● Provided data
────────────────────

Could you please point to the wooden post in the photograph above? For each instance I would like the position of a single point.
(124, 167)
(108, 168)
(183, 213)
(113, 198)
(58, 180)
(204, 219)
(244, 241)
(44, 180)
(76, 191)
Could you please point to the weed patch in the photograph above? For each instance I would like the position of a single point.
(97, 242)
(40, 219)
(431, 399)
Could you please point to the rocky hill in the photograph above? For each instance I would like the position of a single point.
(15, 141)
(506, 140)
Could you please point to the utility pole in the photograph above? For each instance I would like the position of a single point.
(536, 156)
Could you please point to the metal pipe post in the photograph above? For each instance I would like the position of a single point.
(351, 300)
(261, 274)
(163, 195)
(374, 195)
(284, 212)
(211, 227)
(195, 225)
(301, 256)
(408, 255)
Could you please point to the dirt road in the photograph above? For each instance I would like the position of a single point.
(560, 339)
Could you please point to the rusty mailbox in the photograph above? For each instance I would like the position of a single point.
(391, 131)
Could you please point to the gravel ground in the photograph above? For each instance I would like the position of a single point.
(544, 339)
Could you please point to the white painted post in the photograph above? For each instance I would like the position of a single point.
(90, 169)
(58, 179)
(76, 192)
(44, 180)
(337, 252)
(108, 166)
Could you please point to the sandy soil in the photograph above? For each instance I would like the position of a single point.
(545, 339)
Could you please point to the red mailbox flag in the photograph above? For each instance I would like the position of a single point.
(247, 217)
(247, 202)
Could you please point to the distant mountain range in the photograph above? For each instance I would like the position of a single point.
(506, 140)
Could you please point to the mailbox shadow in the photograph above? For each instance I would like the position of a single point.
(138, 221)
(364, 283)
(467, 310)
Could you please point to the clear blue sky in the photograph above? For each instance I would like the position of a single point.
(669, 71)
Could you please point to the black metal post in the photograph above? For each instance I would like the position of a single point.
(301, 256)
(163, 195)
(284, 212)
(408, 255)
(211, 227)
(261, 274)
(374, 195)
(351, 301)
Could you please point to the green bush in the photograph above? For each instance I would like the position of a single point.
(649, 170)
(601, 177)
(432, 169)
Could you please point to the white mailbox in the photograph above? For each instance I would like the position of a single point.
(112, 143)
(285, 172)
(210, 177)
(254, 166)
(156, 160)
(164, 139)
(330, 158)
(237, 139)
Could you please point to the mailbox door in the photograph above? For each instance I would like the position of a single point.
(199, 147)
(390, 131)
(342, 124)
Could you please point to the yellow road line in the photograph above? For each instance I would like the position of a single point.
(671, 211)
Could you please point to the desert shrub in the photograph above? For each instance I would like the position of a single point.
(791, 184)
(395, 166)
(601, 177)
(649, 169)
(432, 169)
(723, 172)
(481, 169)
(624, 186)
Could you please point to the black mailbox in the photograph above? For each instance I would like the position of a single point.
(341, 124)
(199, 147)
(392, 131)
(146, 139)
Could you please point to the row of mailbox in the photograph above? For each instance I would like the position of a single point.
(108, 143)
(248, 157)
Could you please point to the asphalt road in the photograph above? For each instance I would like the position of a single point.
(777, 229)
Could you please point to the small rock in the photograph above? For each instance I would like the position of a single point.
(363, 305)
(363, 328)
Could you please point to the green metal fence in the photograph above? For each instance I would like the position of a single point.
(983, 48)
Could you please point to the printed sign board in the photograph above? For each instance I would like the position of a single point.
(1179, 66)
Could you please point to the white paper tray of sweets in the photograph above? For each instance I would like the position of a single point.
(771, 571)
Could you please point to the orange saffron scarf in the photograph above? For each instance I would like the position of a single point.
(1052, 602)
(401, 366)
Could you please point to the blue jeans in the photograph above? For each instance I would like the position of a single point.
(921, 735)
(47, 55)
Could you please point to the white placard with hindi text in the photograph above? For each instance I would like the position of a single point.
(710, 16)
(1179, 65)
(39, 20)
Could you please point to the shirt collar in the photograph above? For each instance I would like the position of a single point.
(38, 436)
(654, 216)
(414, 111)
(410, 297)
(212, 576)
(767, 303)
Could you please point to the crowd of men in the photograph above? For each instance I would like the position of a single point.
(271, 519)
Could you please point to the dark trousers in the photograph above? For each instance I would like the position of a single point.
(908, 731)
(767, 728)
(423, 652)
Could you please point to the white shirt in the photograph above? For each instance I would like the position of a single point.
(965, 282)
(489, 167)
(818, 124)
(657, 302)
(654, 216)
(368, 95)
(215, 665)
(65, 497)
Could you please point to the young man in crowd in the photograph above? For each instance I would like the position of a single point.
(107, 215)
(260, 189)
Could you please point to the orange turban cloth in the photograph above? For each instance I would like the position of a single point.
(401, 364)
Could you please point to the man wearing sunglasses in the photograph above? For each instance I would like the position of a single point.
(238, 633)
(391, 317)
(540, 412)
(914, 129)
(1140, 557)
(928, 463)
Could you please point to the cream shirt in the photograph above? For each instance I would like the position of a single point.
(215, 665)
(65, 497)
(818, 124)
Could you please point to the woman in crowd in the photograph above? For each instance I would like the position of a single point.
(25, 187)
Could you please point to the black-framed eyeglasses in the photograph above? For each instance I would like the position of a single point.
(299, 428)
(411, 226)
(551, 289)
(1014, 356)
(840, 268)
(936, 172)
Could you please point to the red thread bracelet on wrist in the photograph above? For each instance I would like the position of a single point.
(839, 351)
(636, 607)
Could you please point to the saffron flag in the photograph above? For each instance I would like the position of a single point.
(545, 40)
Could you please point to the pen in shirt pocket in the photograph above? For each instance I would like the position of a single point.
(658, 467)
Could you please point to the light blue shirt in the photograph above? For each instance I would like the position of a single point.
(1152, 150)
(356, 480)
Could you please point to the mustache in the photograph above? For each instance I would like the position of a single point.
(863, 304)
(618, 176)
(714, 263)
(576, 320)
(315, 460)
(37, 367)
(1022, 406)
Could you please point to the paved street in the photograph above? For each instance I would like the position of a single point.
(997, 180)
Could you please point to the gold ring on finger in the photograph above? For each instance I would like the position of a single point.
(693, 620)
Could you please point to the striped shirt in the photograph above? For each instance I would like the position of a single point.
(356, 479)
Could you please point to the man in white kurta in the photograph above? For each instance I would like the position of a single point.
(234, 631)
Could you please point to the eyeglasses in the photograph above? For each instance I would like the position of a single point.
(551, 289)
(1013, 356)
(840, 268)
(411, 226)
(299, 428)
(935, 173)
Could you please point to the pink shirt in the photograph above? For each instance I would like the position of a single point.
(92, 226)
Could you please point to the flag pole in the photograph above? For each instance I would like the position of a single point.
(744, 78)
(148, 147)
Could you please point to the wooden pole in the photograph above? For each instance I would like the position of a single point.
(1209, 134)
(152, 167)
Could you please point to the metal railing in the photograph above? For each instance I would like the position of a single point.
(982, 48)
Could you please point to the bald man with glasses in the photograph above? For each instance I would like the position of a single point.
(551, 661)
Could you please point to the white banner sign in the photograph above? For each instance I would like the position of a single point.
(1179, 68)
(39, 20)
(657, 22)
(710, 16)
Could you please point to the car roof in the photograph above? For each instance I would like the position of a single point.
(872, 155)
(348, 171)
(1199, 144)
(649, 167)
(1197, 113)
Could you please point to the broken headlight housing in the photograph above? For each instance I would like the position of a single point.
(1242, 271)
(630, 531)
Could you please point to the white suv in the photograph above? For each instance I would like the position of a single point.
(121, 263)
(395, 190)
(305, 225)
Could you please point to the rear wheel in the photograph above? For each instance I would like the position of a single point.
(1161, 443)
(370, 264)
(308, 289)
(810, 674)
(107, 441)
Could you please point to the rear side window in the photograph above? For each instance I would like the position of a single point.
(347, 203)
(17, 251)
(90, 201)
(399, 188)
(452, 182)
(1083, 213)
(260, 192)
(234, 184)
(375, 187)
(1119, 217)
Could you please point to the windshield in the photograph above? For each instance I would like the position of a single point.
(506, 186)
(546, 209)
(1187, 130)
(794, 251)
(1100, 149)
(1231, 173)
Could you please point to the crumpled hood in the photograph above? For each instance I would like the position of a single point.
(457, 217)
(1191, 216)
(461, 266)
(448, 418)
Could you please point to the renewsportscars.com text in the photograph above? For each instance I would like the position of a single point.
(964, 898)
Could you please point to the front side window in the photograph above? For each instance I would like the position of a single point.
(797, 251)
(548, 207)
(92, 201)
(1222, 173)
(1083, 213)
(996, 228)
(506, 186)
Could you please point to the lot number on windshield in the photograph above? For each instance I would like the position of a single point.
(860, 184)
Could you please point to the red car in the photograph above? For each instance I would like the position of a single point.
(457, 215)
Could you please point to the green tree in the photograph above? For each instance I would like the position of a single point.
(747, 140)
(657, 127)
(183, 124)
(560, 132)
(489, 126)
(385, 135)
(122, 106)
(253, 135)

────────────────────

● Task statement
Put the lines of the entries between the line holding "Could you please point to the eyeglasses" and the line holding "(1119, 217)", inclusive, into a Markdown table with the columns Row and Entry line. Skip any blank lines.

● Full output
| Row | Entry line |
|---|---|
| 1 | Could you please point to the eyeglasses in the photograph above? For each instance I would like the position of a single point. |
| 2 | (551, 289) |
| 3 | (1013, 356) |
| 4 | (840, 268) |
| 5 | (411, 226) |
| 6 | (299, 428) |
| 7 | (935, 173) |
| 8 | Could you please point to the pink shirt in the photograph above? For each instance I would like the position of a single point. |
| 9 | (92, 226) |
| 10 | Could you please point to the flag pole in the photograph above? For each instance I would like the position of a single point. |
| 11 | (744, 78) |
| 12 | (148, 147) |
| 13 | Could you please point to the wooden pole in the photograph above? For each instance I would like the position of a single point. |
| 14 | (1209, 134) |
| 15 | (152, 167) |
| 16 | Could you please point to the metal railing in the photograph above? For each instance I would like the position of a single point. |
| 17 | (982, 48) |
| 18 | Could you please point to the bald man with glasses in the photograph above? For each instance I would like the position of a single point. |
| 19 | (551, 661) |
| 20 | Could you please point to the white banner sign in the photograph above? For each instance I would like the position of a single point. |
| 21 | (1179, 68) |
| 22 | (39, 20) |
| 23 | (657, 22) |
| 24 | (710, 16) |
| 25 | Could you please point to the car roof in the photograph above? For each instance I would like the position of a single point. |
| 26 | (872, 155) |
| 27 | (348, 171) |
| 28 | (1199, 144) |
| 29 | (649, 167) |
| 30 | (1197, 113) |
| 31 | Could you please point to the broken headlight housing in the photograph above? For each instance I would like the position of a single point. |
| 32 | (1242, 271) |
| 33 | (630, 531) |
| 34 | Could you please point to the white suv in the photograph above? For each instance I would like the position of a single point. |
| 35 | (121, 263) |
| 36 | (395, 190) |
| 37 | (305, 225) |
| 38 | Could you please point to the rear wheel in the photograph above? For each instance I would like the position of a single point. |
| 39 | (1161, 443) |
| 40 | (370, 264) |
| 41 | (308, 289) |
| 42 | (810, 674) |
| 43 | (107, 441) |
| 44 | Could you please point to the rear side window in the photograph above? For each instance I would like the position of a single point. |
| 45 | (347, 203) |
| 46 | (17, 251) |
| 47 | (90, 201) |
| 48 | (399, 188) |
| 49 | (452, 182) |
| 50 | (1083, 213) |
| 51 | (260, 192) |
| 52 | (234, 184) |
| 53 | (375, 187) |
| 54 | (1119, 217) |